Re: Benchmarks for GTX 690's and 590's

From: Dr. Eddie (eackad_at_gmail.com)
Date: Wed Nov 28 2012 - 10:35:53 CST

Any architecture.I'm sorry my question was poorly phrased.

I'm curious if anyone has, for around 20000 particles, got around 0.077
days/ns. If yes, what was the number of cores and architecture?

On Wed, Nov 28, 2012 at 10:11 AM, Axel Kohlmeyer <akohlmey_at_gmail.com> wrote:

> On Wed, Nov 28, 2012 at 5:04 PM, Norman Geist
> <norman.geist_at_uni-greifswald.de> wrote:
> > Of which clock rate, which architecture, which memory bandwidth, which
> > interconnect, which configuration …?
> >
> > This is one of the most annoying things in HPC, please don’t compare in
> > “cores” as they can differ by hundreds of percent in a few generations. A
> > good example are the new sandy bridge xeon cpus which are twice as fast
> as
> > the earlier generation due two doubled floating point performance and
> > heavily increased memory bandwidth.
>
> or about as fast, if you have an application that doesn't require much
> memory bandwidth and doesn't vectorize. the non-SSE floating point
> performance of a sandybridge CPU is equivalent to a westmere/nehalem
> of the same clock in that case. ;-)
>
> axel.
>
>
> >
> >
> >
> > For what reason you need this comparison?
> >
> >
> >
> > To easy get such a comparison, you would need a cpu cluster and just
> > benchmark. But this would only compare this particular cpu architecture
> and
> > configuration. Whereas to really say a thing, you would need to get these
> > results into absolute values like flop/s to compare to any hardware. This
> > requires to determine what part of the theoretical performance of the
> GPUs
> > and CPUs you can really use in which case with namd. This requires a
> model
> > to describe software<->hardware dependencies and the losses due
> bottlenecks
> > like memory bandwidth and network. Now you would be able to determine the
> > real used flop/s on a CPU cluster. But you still can’t compare to the
> GPUs
> > as you have to describe the losses there, too. So extend the model by
> > metrics for PCIE. If done that also, you are finally able to compare the
> > power of gpus to any cpu out there as you can approximate what hardware
> > configuration will be able to use what part of its theoretical
> performance.

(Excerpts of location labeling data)
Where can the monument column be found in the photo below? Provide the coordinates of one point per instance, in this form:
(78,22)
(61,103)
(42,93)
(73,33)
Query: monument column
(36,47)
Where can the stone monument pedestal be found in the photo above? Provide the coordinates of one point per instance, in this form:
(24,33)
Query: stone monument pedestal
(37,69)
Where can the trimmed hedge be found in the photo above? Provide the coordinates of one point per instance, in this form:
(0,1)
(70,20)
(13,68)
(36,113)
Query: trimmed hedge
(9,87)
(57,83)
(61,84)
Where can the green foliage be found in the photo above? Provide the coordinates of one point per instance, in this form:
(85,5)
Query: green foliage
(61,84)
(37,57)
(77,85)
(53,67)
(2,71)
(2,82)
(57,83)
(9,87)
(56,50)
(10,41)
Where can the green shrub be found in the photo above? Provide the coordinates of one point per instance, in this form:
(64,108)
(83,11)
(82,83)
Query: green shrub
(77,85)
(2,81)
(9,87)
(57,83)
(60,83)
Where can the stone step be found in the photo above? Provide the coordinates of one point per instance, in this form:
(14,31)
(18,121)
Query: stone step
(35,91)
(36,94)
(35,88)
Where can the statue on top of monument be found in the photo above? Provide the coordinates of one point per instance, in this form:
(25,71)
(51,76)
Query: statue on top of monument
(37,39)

...

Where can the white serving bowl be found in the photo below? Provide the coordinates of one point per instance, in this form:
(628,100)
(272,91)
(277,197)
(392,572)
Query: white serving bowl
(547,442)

==

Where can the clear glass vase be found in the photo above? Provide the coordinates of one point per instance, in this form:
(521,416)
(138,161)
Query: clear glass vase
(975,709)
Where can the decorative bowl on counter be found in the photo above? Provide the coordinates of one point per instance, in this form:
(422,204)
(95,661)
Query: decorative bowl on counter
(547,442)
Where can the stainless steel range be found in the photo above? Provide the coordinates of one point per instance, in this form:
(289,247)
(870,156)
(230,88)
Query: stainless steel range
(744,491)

**What the task asks:**
Continue the mailing-list thread about benchmarking GTX 690 and 590 cards against CPUs, picking up right after its last sentence.

**Answer to this task:**
> > It’s a lot of work, I’ve done it already and it took some time.
> >
> >
> >
> > Norman Geist.
> >
> >
> >
> > Von: owner-namd-l_at_ks.uiuc.edu [mailto:owner-namd-l_at_ks.uiuc.edu] Im
> Auftrag
> > von Dr. Eddie
> > Gesendet: Mittwoch, 28. November 2012 16:12
> > An: Aron Broom
> > Cc: namd-l_at_ks.uiuc.edu
> > Betreff: Re: namd-l: Benchmarks for GTX 690's and 590's
> >
> >
> >
> > Anyone have a guess as to how many processors (cores) would be needed to
> get
> > around 0.0768112 days/ns with cpu's alone using 20 000 particles?
> >
> > Thanks,
> >
> > Eddie
> >
> >
> >
> > On Sun, Nov 25, 2012 at 8:11 PM, Dr. Eddie <eackad_at_gmail.com> wrote:
> >
> > I think it is the gpu's. The cpu's are the same clock speed. The number
> of
> > cuda cores is triple that of the 580 class in the 600 series. So the
> > scaling seems to be almost linear with the number of cuda-cores.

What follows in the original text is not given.